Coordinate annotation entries
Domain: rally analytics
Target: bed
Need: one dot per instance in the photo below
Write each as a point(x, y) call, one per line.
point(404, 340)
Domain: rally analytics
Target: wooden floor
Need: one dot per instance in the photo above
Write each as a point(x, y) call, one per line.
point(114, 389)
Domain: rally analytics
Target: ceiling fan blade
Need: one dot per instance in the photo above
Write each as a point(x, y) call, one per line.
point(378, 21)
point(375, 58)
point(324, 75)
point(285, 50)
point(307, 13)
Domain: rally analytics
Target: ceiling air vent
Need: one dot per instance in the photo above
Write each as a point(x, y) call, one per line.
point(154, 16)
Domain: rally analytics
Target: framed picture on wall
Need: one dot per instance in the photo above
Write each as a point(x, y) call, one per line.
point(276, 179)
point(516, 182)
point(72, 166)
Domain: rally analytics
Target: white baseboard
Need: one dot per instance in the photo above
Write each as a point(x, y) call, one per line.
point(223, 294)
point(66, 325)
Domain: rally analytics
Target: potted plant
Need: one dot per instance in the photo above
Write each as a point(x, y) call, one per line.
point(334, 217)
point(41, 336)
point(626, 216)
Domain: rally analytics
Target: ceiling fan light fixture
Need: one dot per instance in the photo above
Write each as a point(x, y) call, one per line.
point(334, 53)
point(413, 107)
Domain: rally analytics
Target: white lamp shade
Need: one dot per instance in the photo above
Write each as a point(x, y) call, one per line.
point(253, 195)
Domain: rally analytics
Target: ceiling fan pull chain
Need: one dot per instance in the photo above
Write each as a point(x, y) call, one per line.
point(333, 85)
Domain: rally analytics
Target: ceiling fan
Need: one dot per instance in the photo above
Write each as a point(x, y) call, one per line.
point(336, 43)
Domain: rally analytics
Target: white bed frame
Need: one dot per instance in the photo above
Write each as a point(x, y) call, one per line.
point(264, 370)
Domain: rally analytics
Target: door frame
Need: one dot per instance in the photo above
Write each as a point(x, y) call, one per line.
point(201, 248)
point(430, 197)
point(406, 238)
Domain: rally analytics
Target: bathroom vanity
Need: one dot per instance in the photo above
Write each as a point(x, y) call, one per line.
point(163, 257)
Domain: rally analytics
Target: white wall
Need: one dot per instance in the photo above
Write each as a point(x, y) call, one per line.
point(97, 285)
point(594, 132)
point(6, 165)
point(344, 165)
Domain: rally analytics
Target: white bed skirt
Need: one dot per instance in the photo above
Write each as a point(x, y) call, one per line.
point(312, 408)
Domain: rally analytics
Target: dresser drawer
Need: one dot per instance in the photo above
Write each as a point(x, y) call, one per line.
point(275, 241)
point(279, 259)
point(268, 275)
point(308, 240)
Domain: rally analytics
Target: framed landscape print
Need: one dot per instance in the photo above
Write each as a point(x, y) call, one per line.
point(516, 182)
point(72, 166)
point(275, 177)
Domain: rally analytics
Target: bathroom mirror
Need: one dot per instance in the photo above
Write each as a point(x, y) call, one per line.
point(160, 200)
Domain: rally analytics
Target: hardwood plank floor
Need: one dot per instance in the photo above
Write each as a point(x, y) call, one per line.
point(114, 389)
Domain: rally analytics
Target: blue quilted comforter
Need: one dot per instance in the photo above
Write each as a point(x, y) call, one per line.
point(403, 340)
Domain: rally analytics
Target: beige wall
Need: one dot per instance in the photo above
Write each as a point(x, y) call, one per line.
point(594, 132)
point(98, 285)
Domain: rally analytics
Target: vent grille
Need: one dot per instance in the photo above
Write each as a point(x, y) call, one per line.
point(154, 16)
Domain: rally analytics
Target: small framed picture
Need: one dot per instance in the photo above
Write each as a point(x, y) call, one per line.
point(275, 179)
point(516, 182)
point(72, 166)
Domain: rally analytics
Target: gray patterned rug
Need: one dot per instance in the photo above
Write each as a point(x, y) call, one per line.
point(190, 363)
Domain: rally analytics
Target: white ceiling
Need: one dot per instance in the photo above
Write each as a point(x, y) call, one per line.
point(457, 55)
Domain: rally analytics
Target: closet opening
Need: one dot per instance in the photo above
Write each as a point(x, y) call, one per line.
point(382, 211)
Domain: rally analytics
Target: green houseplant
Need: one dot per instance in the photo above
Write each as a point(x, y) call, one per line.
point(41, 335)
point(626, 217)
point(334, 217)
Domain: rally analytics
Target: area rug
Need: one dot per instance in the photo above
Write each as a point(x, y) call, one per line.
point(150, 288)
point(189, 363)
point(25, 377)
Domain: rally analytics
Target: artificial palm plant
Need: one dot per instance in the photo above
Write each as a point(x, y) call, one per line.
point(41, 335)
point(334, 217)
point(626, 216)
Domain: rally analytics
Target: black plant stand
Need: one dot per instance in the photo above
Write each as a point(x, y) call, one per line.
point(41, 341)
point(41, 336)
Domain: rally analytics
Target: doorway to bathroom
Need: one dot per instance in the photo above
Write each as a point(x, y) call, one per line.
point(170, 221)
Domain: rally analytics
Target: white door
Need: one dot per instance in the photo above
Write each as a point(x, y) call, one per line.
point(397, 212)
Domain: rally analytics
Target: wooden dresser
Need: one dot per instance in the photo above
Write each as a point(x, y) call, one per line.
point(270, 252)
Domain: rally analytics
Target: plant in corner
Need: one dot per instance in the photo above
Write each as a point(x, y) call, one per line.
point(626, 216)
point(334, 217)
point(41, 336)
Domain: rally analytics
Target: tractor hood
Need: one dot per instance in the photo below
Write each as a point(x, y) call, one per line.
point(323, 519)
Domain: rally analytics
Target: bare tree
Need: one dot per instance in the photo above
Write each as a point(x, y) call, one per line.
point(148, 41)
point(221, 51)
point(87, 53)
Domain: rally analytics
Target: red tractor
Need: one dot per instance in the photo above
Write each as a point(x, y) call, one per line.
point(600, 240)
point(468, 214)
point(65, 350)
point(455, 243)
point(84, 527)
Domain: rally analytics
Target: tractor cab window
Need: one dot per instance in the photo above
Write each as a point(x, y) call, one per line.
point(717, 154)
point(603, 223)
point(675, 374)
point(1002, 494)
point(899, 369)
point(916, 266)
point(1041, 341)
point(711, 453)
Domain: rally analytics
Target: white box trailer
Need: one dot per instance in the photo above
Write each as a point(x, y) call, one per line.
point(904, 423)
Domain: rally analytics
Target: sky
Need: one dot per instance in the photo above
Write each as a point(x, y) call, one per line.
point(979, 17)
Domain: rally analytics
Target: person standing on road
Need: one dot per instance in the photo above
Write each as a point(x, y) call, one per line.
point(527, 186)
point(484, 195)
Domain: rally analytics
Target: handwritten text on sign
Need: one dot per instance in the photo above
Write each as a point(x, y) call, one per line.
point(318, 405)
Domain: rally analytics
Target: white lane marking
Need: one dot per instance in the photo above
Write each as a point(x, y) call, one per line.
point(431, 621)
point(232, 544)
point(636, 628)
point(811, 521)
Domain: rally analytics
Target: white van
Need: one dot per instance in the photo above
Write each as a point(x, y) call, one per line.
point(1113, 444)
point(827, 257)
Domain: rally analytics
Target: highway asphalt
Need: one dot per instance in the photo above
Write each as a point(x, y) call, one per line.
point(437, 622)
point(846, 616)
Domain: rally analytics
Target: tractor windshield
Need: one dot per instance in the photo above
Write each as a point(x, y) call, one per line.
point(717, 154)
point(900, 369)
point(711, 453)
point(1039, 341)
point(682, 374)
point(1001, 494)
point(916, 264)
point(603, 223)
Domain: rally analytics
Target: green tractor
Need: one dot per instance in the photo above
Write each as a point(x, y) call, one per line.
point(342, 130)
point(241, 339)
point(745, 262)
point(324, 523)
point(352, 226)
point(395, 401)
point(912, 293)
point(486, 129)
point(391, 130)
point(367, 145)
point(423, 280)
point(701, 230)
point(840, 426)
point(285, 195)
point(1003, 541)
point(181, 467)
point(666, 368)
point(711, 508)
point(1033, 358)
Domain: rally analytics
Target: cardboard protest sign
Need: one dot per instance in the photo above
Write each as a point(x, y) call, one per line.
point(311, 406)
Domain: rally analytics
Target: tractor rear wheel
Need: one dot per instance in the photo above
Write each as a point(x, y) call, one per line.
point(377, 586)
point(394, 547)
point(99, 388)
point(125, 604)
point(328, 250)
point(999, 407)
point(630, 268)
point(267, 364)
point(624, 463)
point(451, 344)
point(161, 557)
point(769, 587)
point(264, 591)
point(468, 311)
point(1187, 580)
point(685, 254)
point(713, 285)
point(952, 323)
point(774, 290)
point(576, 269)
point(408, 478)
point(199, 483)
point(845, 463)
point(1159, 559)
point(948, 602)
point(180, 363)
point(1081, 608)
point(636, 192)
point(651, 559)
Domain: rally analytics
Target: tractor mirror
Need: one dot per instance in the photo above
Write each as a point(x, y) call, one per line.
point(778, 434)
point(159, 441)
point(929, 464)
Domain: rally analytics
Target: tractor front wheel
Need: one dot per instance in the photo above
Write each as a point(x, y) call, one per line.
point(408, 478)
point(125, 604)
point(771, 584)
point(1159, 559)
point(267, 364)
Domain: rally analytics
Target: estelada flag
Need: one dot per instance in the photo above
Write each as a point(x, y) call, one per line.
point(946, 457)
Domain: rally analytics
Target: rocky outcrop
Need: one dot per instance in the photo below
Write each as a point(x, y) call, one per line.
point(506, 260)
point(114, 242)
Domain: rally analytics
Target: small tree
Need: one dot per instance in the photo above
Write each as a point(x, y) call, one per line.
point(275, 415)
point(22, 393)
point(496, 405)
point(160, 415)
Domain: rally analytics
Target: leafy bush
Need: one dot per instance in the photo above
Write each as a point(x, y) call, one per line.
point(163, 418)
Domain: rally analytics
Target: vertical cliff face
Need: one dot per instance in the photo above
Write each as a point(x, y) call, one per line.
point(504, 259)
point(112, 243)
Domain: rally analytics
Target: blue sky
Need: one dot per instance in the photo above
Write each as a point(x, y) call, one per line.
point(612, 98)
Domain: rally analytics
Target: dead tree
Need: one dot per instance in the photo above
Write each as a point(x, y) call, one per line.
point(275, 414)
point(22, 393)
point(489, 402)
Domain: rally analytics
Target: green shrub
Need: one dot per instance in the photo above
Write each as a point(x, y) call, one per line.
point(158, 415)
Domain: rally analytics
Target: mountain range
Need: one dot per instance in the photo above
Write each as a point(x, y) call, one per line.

• [EXERCISE]
Swap "Need" for "Requirement" everywhere in the material, starting at the top and ending at the line containing "point(253, 195)", and keep everything else the same.

• [WORKED ANSWER]
Domain: rally analytics
Target: bed
Requirement: one dot per instance in the photo below
Write each as a point(x, y) call, one per line.
point(404, 340)
Domain: rally analytics
Target: wooden floor
Requirement: one dot per instance in the photo above
Write each as a point(x, y) call, one per line.
point(114, 389)
Domain: rally analytics
Target: ceiling fan blade
Requirement: one dot per instance in the photo above
Write each as a point(x, y) call, one per line.
point(378, 21)
point(375, 58)
point(324, 75)
point(285, 50)
point(307, 13)
Domain: rally analytics
Target: ceiling air vent
Requirement: one dot per instance in the photo above
Write each as a point(x, y) call, one per line.
point(154, 16)
Domain: rally analytics
Target: framed picture on wall
Requirement: one dot per instance in the photo above
Write each as a point(x, y) call, one per line.
point(276, 179)
point(516, 182)
point(72, 166)
Domain: rally analytics
Target: white baseboard
Requirement: one dot per instance in the photo above
Write each as a point(x, y) call, one per line.
point(223, 294)
point(66, 325)
Domain: rally analytics
Target: potted plant
Requirement: one dot per instance in the photo above
Write each as a point(x, y) call, one per line.
point(334, 217)
point(41, 336)
point(626, 216)
Domain: rally analytics
Target: ceiling fan light fixture
Requirement: one dot per instance in the photo above
Write each as a point(x, y) call, one per line.
point(334, 53)
point(413, 107)
Domain: rally analytics
Target: white lamp shade
Requirement: one dot per instance in the photo above
Write each as a point(x, y) call, one per line.
point(253, 195)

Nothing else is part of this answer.